Passage ->
begin

Helper function to parse input file_path string into a list of paths, handling quotes, spaces, commas, newlines.

def parse_path_string(path_string):
    """
    Parse file path string separated by spaces, commas, or newlines
    
    Args:
        path_string: File path string
        
    Returns:
        list: List of file paths
    """
    if isinstance(path_string, str):
        if (path_string.startswith('"') and path_string.endswith('"')) or \
           (path_string.startswith("'") and path_string.endswith("'")):
            path_string = path_string[1:-1]
    
    paths = []
    for part in path_string.split():
        if ',' in part:
            paths.extend(part.split(','))
        elif '\n' in part:
            paths.extend(part.split('\n'))
        else:
            paths.append(part)
    
    cleaned_paths = []
    for path in paths:
        if (path.startswith('"') and path.endswith('"')) or \
           (path.startswith("'") and path.endswith("'")):
            cleaned_paths.append(path[1:-1])
        else:
            cleaned_paths.append(path)
    
    return cleaned_paths

src/pdf2md/server.py:73-504 (helper)

Supporting helper functions for task status polling, batch result downloading, ZIP extraction, and status printing, shared with convert_pdf_url but used by convert_pdf_file.

async def check_task_status(client, batch_id, max_retries=60, sleep_seconds=5):
    """
    Check batch task status
    
    Args:
        client: HTTP client
        batch_id: Batch ID
        max_retries: Maximum number of retries
        sleep_seconds: Seconds between retries
        
    Returns:
        dict: Dictionary containing task status information, or error message if failed
    """
    retry_count = 0
    
    while retry_count < max_retries:
        retry_count += 1
        
        try:
            status_response = await client.get(
                f"{MINERU_BATCH_RESULTS_API}/{batch_id}",
                headers=HEADERS,
                timeout=60.0  
            )
            
            if status_response.status_code != 200:
                retry_count += 1
                if retry_count < max_retries:
                    await asyncio.sleep(sleep_seconds)
                continue
            
            try:
                status_data = status_response.json()
            except Exception as e:
                retry_count += 1
                if retry_count < max_retries:
                    await asyncio.sleep(sleep_seconds)
                continue
            
            task_data = status_data.get("data", {})
            extract_results = task_data.get("extract_result", [])
            
            all_done, any_done = print_task_status(extract_results)
            
            if all_done:
                return {
                    "success": True,
                    "extract_results": extract_results,
                    "task_data": task_data,
                    "status_data": status_data
                }
            
            await asyncio.sleep(sleep_seconds)
            
        except Exception as e:
            retry_count += 1
            if retry_count < max_retries:
                await asyncio.sleep(sleep_seconds)
    
    return {
        "success": False,
        "error": "Polling timeout, unable to get final results"
    }

async def download_batch_results(client, extract_results):
    """

end

Entries provided ->
begin

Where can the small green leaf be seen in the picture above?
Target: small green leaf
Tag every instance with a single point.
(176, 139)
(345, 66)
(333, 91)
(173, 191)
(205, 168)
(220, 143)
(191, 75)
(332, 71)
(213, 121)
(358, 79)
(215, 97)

end

What is asked ->
**a)** In the passage on the PDF conversion helpers, translate this sentence into Spanish: "Parse file path string separated by spaces, commas, or newlines"
**b)** Continue the passage on the PDF conversion helpers from the point where it stops.

Task-by-task answers ->
**a)** Analiza una cadena de rutas de archivo separadas por espacios, comas o saltos de línea

**b)**
    Download batch task results
    
    Args:
        client: HTTP client
        extract_results: List of task results
        
    Returns:
        list: List of downloaded file information
    """
    downloaded_files = []
    
    for i, result in enumerate(extract_results):
        if result.get("state") == "done":
            try:
                file_name = result.get("file_name", f"file_{i+1}")
                zip_url = result.get("full_zip_url", "")
                
                if not zip_url:
                    continue
                
                downloaded_file = await download_zip_file(client, zip_url, file_name)
                if downloaded_file:
                    downloaded_files.append(downloaded_file)
            except Exception as e:
                pass
    
    return downloaded_files

async def download_zip_file(client, zip_url, file_name, prefix="md", max_retries=3):
    """
    Download and save ZIP file, then automatically unzip
    
    Args:
        client: HTTP client
        zip_url: ZIP file URL
        file_name: File name
        prefix: File prefix
        max_retries: Maximum number of retries
        
    Returns:
        dict: Dictionary containing file name and unzip directory, or None if failed
    """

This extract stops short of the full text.